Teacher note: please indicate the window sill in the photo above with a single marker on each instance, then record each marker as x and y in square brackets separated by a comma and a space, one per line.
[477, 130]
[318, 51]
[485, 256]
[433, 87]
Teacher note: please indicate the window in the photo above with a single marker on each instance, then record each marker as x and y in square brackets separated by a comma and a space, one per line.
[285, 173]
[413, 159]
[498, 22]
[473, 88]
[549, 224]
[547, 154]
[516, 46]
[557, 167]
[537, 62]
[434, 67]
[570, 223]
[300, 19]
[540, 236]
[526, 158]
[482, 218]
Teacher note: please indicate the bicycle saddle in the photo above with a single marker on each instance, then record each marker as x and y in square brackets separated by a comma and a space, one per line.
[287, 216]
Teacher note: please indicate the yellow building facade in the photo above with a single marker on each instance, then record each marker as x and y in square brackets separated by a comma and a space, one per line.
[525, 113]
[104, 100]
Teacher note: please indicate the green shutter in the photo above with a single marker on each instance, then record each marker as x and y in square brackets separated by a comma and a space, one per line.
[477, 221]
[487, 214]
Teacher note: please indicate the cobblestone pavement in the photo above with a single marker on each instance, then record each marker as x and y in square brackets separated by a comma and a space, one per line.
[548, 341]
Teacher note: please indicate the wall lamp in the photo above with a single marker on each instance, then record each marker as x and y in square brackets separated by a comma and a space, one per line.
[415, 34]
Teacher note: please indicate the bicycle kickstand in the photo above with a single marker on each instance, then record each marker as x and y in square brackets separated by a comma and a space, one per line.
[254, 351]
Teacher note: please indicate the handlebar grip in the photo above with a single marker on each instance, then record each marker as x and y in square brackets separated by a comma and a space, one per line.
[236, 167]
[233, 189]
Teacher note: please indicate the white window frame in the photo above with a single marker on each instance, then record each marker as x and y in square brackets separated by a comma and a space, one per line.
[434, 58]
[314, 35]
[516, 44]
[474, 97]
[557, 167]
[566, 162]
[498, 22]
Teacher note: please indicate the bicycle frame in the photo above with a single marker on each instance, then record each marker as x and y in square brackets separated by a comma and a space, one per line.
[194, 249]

- _Exercise instructions_
Go through the listing above and set down each line exactly as it stands.

- _Solution to this problem_
Teacher note: please indicate the window sill in the photo above with a single marker on each instance, then record each marker as x and y in square brackets separated by a comma and a space, one per line.
[477, 130]
[318, 51]
[485, 256]
[433, 87]
Teacher note: please indicate the window in the photo above with a single marker on each instance, then record each marker as x and y in square brackets separated by a comma and a space, one per line.
[285, 173]
[413, 159]
[498, 22]
[473, 88]
[549, 224]
[547, 154]
[516, 46]
[557, 167]
[537, 62]
[434, 67]
[570, 223]
[300, 19]
[540, 236]
[526, 158]
[482, 218]
Teacher note: please indicate the bicycle saddle in the photo above with a single marker on each instance, then record each marker as x and y in square brackets separated by a comma and a space, one per line.
[287, 216]
Teacher note: please indicate the yellow building facade in the photo above with a single marker on each instance, then record each marker as x and y in square brackets separated by a comma and a space, one per line.
[525, 113]
[104, 100]
Teacher note: please indicate the green shutter in the photo above with a single marker on each instance, then record each marker as x and y in square brackets separated by a comma and a space, one per line.
[477, 221]
[487, 214]
Teacher note: please indicate the cobblestone pavement in the photo above with a single marker on each instance, then record each marker as x and y in square brackets separated by a comma and a space, one per line.
[548, 341]
Teacher note: please indicate the wall lamp in the photo above with a single marker on each instance, then record each marker as x and y in square brackets separated by a comma and a space, one per line.
[415, 34]
Teacher note: please indicate the bicycle kickstand in the photo above with a single marker on each instance, then record each marker as x and y in square brackets separated by a comma and a space, one per line.
[254, 351]
Teacher note: please indicate the handlebar grip in the photo above with a single marker on each instance, then record each marker as x and y in square brackets separated by a comma and a space, one per line.
[236, 167]
[233, 189]
Teacher note: please indicate the white window frame in the photo above with a single marker on each instance, then record each marker as x and y in square brackets separated by a comma and a space, one per line.
[434, 58]
[314, 35]
[516, 44]
[474, 97]
[557, 167]
[566, 162]
[498, 22]
Teacher note: please indicate the bicycle frame in the photo above with a single marker on each instance, then record each marker as x and y in square brackets separated by a comma and a space, one per line.
[194, 249]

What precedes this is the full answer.